[Start of Extracted entries]

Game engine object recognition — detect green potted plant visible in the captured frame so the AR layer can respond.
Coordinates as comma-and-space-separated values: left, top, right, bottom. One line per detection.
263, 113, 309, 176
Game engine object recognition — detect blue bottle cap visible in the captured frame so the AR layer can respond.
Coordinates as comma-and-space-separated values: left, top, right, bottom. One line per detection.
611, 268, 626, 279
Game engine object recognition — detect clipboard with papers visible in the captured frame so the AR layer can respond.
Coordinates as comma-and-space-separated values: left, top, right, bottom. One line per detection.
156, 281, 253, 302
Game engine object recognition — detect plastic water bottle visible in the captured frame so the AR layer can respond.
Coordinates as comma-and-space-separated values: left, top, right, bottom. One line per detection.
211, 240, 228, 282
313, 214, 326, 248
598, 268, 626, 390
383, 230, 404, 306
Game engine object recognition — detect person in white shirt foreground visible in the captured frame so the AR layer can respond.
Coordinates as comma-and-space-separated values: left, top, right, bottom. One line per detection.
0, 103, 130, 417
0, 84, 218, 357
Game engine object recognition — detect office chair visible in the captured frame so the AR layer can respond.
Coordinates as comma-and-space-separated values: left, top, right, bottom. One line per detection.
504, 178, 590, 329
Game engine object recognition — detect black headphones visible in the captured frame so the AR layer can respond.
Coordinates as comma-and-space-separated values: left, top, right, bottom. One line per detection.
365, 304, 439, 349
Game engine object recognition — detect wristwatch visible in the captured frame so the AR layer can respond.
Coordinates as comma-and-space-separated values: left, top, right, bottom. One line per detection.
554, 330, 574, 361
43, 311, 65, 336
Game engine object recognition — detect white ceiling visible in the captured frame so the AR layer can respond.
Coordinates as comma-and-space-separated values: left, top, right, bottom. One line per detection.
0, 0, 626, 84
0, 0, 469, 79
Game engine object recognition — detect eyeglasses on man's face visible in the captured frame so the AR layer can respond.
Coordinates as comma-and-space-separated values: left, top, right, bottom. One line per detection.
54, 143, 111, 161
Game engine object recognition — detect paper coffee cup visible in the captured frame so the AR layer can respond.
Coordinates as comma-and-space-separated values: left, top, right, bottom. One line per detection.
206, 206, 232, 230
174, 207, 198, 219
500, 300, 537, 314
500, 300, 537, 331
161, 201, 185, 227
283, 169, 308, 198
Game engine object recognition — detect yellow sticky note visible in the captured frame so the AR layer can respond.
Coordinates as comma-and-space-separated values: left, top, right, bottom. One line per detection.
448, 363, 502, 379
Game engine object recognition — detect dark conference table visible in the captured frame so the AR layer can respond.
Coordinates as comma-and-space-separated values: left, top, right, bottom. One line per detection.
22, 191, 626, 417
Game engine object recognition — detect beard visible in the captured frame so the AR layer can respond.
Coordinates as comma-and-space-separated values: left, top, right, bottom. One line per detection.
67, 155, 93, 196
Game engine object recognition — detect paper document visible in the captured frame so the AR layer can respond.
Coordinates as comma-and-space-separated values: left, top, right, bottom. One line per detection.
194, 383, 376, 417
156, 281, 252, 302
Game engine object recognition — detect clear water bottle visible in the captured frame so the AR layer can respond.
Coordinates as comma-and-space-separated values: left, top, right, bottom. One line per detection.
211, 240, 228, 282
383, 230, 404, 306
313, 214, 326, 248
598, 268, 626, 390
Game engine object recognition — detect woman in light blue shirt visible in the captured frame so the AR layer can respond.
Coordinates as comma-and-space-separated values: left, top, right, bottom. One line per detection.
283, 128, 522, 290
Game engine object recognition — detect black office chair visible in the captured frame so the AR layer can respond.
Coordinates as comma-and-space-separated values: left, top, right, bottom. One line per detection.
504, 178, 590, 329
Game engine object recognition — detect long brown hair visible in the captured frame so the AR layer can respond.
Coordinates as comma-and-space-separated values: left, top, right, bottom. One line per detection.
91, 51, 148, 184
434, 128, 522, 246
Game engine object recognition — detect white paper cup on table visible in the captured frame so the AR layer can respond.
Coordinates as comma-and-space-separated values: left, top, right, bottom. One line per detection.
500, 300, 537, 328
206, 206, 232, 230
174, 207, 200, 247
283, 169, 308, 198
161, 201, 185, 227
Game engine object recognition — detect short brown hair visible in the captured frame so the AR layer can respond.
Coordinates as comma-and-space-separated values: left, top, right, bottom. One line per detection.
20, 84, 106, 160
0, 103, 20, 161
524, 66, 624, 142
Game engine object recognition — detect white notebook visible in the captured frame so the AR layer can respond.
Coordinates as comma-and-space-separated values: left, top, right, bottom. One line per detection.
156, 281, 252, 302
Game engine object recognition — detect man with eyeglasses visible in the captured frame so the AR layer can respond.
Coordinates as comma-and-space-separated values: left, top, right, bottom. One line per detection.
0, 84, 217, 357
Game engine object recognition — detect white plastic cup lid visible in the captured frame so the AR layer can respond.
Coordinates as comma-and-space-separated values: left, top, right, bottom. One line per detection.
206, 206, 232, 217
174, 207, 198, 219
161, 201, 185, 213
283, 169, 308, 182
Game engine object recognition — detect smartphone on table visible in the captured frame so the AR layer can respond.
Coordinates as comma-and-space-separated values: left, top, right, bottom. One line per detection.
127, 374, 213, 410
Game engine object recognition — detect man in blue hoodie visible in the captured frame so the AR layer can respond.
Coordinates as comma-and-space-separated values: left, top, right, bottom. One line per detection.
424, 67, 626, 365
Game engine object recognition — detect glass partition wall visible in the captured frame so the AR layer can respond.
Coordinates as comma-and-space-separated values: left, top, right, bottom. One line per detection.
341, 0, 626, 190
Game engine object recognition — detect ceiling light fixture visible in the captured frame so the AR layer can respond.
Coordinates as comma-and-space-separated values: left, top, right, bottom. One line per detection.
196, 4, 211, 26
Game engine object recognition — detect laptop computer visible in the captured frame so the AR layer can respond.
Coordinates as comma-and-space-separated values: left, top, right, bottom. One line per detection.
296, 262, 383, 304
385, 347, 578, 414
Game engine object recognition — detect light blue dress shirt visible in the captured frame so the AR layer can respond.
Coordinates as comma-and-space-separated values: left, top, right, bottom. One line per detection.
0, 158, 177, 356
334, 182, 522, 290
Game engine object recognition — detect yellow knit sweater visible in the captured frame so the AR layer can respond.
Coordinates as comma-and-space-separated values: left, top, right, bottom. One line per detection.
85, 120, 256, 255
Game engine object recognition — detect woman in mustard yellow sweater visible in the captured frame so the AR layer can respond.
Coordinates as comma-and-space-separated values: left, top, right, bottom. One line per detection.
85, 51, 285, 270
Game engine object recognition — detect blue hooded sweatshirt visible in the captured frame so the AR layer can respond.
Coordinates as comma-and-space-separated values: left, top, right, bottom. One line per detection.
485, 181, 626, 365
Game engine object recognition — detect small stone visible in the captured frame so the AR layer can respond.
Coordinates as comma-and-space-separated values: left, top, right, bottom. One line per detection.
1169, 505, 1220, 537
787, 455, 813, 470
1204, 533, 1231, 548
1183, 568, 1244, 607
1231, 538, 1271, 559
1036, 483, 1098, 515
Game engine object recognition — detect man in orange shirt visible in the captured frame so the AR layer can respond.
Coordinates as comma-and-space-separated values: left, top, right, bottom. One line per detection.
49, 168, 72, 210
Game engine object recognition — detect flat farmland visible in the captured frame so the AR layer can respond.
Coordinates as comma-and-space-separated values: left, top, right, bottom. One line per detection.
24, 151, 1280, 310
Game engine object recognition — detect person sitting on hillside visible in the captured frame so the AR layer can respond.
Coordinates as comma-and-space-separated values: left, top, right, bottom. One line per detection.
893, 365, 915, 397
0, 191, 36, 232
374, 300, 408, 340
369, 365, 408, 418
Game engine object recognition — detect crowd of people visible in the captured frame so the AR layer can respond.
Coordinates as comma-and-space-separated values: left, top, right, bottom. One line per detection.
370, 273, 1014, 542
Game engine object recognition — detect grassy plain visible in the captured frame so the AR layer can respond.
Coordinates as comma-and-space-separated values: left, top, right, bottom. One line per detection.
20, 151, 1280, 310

[End of Extracted entries]

* **Exercise description**
Please turn everything from the start of the listing down to and including the line that contains "263, 113, 309, 176" into a Markdown table with the columns Row and Line, numbering each row and omitting any blank lines.

* **The solution**
| Row | Line |
|---|---|
| 1 | Game engine object recognition — detect green potted plant visible in the captured frame so the AR layer can respond. |
| 2 | Coordinates as comma-and-space-separated values: left, top, right, bottom. One line per detection. |
| 3 | 263, 113, 309, 176 |